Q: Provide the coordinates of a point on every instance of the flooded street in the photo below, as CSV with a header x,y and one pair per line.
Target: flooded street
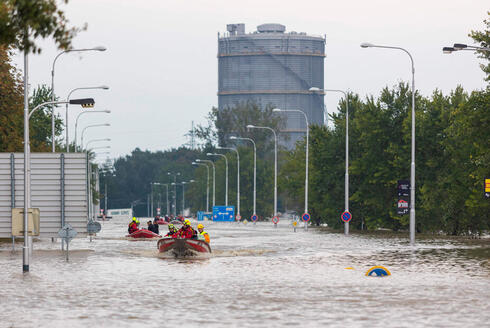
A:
x,y
258,277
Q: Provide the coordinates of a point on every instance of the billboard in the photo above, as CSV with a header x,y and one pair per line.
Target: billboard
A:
x,y
58,190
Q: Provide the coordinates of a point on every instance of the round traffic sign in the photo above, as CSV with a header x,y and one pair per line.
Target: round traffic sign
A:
x,y
346,216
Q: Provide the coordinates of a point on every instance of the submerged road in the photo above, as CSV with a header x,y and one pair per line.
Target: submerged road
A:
x,y
258,277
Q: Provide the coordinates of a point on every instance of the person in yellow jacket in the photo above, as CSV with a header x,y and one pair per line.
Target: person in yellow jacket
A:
x,y
202,234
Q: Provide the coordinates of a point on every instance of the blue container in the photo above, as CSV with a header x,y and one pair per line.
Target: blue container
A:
x,y
224,213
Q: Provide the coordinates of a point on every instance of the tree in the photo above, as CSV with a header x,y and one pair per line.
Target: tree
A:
x,y
22,21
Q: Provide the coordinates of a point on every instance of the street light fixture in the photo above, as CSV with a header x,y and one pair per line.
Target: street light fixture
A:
x,y
76,122
255,169
277,110
103,87
412,165
207,184
99,48
27,170
237,177
250,126
91,126
226,174
214,177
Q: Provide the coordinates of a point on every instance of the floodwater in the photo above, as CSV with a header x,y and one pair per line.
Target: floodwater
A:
x,y
258,277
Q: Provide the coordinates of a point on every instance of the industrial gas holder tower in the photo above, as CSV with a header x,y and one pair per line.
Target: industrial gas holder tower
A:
x,y
272,67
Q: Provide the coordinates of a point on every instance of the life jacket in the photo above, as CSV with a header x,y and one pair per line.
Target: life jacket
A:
x,y
204,236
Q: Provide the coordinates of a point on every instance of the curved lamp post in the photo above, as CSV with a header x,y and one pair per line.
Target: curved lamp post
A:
x,y
255,169
226,174
412,165
214,177
346,183
100,48
207,184
237,176
275,162
103,87
278,110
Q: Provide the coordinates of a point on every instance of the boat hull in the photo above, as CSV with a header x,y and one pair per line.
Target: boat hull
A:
x,y
143,234
184,248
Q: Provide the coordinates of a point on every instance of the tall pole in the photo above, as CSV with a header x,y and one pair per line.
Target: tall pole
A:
x,y
237,177
412,162
306,153
27,169
226,175
275,162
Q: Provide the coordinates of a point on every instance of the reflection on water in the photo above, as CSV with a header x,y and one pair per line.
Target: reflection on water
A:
x,y
258,276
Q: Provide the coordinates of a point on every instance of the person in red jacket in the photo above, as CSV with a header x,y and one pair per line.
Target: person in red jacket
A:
x,y
186,231
133,226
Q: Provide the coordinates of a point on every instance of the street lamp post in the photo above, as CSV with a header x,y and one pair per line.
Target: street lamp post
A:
x,y
96,140
306,154
27,164
346,182
237,177
175,190
104,87
76,122
412,164
255,169
214,177
52,85
226,174
207,185
275,163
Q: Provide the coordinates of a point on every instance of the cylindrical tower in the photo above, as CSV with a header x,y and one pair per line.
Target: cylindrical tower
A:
x,y
271,67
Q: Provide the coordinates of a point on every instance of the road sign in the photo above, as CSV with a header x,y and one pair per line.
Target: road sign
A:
x,y
346,216
67,232
487,187
93,227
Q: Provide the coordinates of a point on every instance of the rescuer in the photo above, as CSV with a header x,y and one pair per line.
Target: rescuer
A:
x,y
202,235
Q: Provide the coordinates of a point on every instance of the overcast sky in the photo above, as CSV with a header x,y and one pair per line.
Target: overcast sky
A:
x,y
161,62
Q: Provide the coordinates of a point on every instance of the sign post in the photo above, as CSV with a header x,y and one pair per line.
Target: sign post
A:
x,y
346,216
403,204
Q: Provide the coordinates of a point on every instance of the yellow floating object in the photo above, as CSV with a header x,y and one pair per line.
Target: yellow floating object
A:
x,y
378,271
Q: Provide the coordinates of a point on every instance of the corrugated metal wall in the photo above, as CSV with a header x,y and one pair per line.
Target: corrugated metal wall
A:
x,y
46,190
273,69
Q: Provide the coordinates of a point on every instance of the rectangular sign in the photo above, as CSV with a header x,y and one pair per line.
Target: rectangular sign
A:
x,y
224,213
403,191
487,188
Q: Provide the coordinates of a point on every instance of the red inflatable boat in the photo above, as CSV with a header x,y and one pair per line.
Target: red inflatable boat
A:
x,y
143,233
184,247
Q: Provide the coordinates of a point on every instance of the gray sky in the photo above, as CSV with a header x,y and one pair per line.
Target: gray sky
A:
x,y
161,60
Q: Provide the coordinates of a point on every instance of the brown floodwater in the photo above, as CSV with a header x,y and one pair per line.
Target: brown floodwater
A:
x,y
258,276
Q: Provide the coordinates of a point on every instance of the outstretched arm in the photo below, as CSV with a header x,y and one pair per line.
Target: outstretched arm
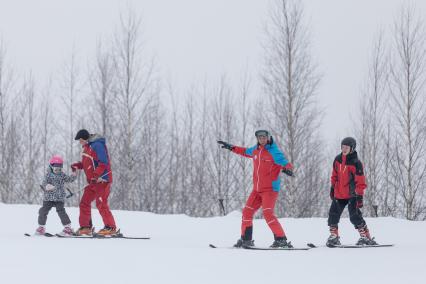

■ ■ ■ ■ ■ ■ ■

Task directions: List every line of the listing above that contains the word "rectangular". Matching is case-sensitive.

Task answer:
Q: Provide the coordinates of a point on every instance of the rectangular sign in the photo above, as CSV with a header x,y and one pair per line.
Target: rectangular sign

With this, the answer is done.